--- Given records ---
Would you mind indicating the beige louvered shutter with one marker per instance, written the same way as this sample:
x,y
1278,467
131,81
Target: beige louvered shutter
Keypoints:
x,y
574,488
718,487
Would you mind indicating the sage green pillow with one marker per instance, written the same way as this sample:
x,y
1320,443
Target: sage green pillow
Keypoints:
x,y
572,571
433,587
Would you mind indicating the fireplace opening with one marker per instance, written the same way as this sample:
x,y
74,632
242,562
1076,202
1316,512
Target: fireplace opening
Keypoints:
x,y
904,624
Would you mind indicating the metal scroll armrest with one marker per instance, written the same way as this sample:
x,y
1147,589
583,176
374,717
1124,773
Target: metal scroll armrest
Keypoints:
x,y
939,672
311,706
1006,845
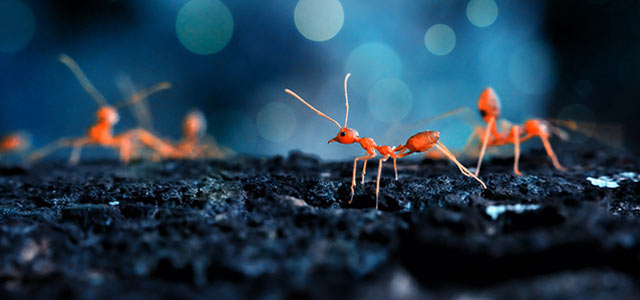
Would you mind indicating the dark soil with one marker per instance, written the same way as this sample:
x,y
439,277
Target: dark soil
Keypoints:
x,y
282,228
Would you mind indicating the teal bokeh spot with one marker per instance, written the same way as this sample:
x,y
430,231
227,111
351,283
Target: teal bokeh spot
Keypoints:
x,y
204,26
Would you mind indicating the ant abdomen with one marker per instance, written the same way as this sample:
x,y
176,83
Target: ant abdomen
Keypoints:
---
Task brief -> Write out every line of the data above again, scaling each keypoint coordinate listed under a "Keypoints:" heading by 0.85 and rounding it to a whole number, with halves rounded up. Keep the sample coordinates unchanged, and leave out the pictures.

Result of the exercise ->
Would you mind indicating the beige louvered shutter with one marker per instance, written the same way as this sample:
x,y
1278,467
131,81
Target: beige louvered shutter
Keypoints:
x,y
488,415
610,414
Would you mind indicating the sage green pillow with one marker per instance, written the same way as this sample:
x,y
1320,443
Target: sage green pillow
Keypoints:
x,y
486,485
368,499
Would you mind indicating the fireplace opening with one marker per instance, written the same way as this sample:
x,y
74,632
242,562
1076,202
1316,512
Target: fireplace opening
Keypoints:
x,y
768,530
Would you mind indicating the metal scroll armrest with one marker per instance, written the same way as this sample:
x,y
1147,589
583,176
374,717
1124,773
Target: metal scroll armrest
Keypoints:
x,y
798,571
264,600
855,718
Would you mind indicating the dark soil with one marker per instance, written the same way as this sample:
x,y
439,277
Target: dark soil
Keypoints:
x,y
240,194
Would you mind indicating the teal bokeh spot with one marker per instance, written the same way as this sample:
x,y
430,231
227,111
351,283
Target: teal bokeh spot
Keypoints:
x,y
173,22
Would you mind indicating the ant abdomen with one marker per instance, written the same way as this sample:
x,y
176,83
Target: ant abdomen
Keypoints:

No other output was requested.